Dans le cadre du cours « Les médias en Europe » du 4 avril 2012, nous avons reçu Grégoire Lemarchand (@greglemarchand sur Twitter), responsable depuis janvier 2012 des réseaux sociaux à l’Agence France Presse (AFP) et anciennement en charge des médias et de l’audiovisuel à l’AFP. Depuis 2010, il a suivi de très près la montée en puissance des réseaux sociaux et d’Internet qui ont révolutionné le travail journalistique.
L’année 2011 marque l’explosion des réseaux sociaux dans le journalisme avec le printemps des révolutions arabes, l’affaire DSK, l’exécution de Ben Laden, le tsunami au Japon. Auparavant, réticents à utiliser l’information des réseaux sociaux, les journalistes ont pris conscience de la mine d’informations qu’ils peuvent représenter. Grégoire Lemarchand nous donne une vision des changements du travail journalistique de l’AFP suite au développement des réseaux sociaux.

• [Données affichées]:
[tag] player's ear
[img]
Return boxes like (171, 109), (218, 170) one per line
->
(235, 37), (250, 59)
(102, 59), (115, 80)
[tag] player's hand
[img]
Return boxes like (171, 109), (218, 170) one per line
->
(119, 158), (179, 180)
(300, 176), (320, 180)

• [Consigne 1]:
D'après le texte choisi, depuis quand Grégoire Lemarchand est-il responsable des réseaux sociaux à l'AFP ?
• [Consigne 2]:
Recopiez les entrées en commençant à la ligne qui contient « [tag] player's hand » et en terminant à la fin des entrées. Remplacez « Return » par « List » et ne modifiez rien d'autre.
Le texte choisi et les entrées n'ont aucun lien entre eux.

• [Réponse 1]:
Depuis janvier 2012.

• [Réponse 2]:
[tag] player's hand
[img]
List boxes like (171, 109), (218, 170) one per line
->
(119, 158), (179, 180)
(300, 176), (320, 180)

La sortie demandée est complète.